Поселение сохранило остатки не менее чем семи землянок. Раскопаны три из них, причем две удалось исследовать только частично, а третья, сохранившаяся почти полностью, еще не закончена раскопкой. Это большие землянки, шириной 12—13 м, длиной более 15 м, глубиной около 1 м. Все три землянки покинуты их обитателями внезапно, на что указывает большое количество оставшихся на полу разных предметов домашнего хозяйства, прежде всего глиняной посуды. Горшки разной формы и размеров находились иногда раздавленными там, где они были оставлены, иногда же отдельные части их оказывались раскиданными по дну землянки. Более крупные сосуды имели обычно форму банки со вздутыми боками, суживающимися ко дну. Меньшие представляли собой полусферические чашки с выпуклым дном. Характерен орнамент из рядов бугорков, чередующихся с ямками, а затем ряды оттисков гребенки и разные пережиточные формы фестонов, ромбов и других геометрических орнаментов, генетически связанных с карасукскими верхнеобского типа.
Среди многочисленных находок в землянках интересны каменные зернотерки, костяные трепала и гребешки для обработки растительного волокна. Несомненно, что это земледельческое поселение. Остатки костей домашних и диких животных, а также чешуи и костей рыб говорят о том, что в хозяйстве населения, наряду с земледелием и скотоводством, крупную роль играли охота и рыбная ловля. Немногочисленные находки бронзовых предметов (ножи и некоторые другие), при полном отсутствии железных, указывают, как и материалы могильника, что большереченская культура принадлежит еще бронзовому веку.
Памятники большереченской культуры пока немногочисленны. Можно указать лишь поселения на дюне близ Быстрянского кордона (60 км к западу от гор. Бийока), 6 курганный могильник Березовка I 7 и Томский могильник, основная группа погребений которого чрезвычайно сходна с нашими большереченскими. Близкие аналогии большереченской культуры можно видеть в памятниках майэмирского этапа на Алтае и в самых ранних курганах минусинской курганной культуры; однако керамика, обряд погребения и бронза района Верхней Оби настолько отличны и характерны, что указывают на принадлежность их к другой этнической группе, другой культуре, которую мы назвали большереченской.

• ЗАДАНИЕ
Процитируйте из текста о большереченской культуре отрывок, начиная со слов «Среди многочисленных находок» и заканчивая словами «еще бронзовому веку.». Эти данные никак не связаны с текстом о большереченской культуре.

• Записи данных
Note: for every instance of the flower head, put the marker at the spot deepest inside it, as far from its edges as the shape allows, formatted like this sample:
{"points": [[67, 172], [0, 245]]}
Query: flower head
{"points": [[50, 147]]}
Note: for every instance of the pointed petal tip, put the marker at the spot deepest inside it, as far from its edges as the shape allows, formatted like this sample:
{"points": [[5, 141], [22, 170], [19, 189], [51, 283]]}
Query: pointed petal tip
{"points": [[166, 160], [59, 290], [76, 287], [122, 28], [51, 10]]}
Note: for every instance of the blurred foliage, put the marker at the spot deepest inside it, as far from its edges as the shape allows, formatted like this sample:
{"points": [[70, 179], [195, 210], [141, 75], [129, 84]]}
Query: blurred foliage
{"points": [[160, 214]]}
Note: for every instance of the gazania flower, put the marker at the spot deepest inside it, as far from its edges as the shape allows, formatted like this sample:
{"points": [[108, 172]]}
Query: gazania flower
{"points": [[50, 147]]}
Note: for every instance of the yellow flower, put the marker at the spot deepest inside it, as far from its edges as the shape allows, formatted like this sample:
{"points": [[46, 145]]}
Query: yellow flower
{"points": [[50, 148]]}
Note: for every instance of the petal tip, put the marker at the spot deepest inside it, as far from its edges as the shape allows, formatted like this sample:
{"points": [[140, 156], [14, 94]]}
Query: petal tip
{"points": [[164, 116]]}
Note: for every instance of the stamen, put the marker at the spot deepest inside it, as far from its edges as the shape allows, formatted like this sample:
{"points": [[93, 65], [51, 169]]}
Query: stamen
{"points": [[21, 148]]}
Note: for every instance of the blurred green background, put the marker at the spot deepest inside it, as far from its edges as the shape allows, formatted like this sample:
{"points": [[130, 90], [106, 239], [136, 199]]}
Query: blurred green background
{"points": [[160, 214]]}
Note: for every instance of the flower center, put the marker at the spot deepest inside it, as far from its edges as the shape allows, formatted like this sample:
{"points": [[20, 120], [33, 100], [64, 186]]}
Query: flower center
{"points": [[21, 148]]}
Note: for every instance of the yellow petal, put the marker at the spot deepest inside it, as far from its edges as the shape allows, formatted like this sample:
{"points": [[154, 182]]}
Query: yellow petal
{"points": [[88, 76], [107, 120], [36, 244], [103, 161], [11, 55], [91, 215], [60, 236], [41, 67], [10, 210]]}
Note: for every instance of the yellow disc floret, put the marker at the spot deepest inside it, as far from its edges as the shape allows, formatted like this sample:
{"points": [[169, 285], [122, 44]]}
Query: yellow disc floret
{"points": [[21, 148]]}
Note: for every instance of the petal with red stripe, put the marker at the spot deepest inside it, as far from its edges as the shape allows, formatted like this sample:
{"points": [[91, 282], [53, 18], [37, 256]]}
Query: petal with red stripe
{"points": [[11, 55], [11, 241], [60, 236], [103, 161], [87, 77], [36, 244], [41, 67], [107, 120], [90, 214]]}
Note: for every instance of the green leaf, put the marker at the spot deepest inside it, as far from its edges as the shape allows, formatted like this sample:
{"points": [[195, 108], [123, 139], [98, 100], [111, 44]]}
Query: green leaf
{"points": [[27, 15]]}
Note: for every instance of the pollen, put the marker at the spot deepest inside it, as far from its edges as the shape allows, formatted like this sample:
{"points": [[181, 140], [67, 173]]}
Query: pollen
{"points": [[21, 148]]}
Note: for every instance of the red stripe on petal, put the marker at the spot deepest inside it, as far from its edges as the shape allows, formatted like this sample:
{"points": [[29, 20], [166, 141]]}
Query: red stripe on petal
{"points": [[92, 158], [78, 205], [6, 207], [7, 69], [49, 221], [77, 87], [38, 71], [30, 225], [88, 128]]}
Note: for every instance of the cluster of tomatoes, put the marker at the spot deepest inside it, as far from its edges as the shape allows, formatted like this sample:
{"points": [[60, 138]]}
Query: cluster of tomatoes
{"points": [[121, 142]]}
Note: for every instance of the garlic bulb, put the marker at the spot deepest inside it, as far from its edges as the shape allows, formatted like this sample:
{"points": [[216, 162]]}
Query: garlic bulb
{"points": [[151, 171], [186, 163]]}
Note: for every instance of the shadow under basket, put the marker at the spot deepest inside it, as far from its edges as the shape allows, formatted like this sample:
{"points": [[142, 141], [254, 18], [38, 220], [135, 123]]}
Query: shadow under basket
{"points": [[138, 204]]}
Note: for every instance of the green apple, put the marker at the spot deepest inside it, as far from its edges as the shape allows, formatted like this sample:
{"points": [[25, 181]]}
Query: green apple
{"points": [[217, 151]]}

• РЕЗУЛЬТАТ ВЫПОЛНЕНИЯ
Среди многочисленных находок в землянках интересны каменные зернотерки, костяные трепала и гребешки для обработки растительного волокна. Несомненно, что это земледельческое поселение. Остатки костей домашних и диких животных, а также чешуи и костей рыб говорят о том, что в хозяйстве населения, наряду с земледелием и скотоводством, крупную роль играли охота и рыбная ловля. Немногочисленные находки бронзовых предметов (ножи и некоторые другие), при полном отсутствии железных, указывают, как и материалы могильника, что большереченская культура принадлежит еще бронзовому веку.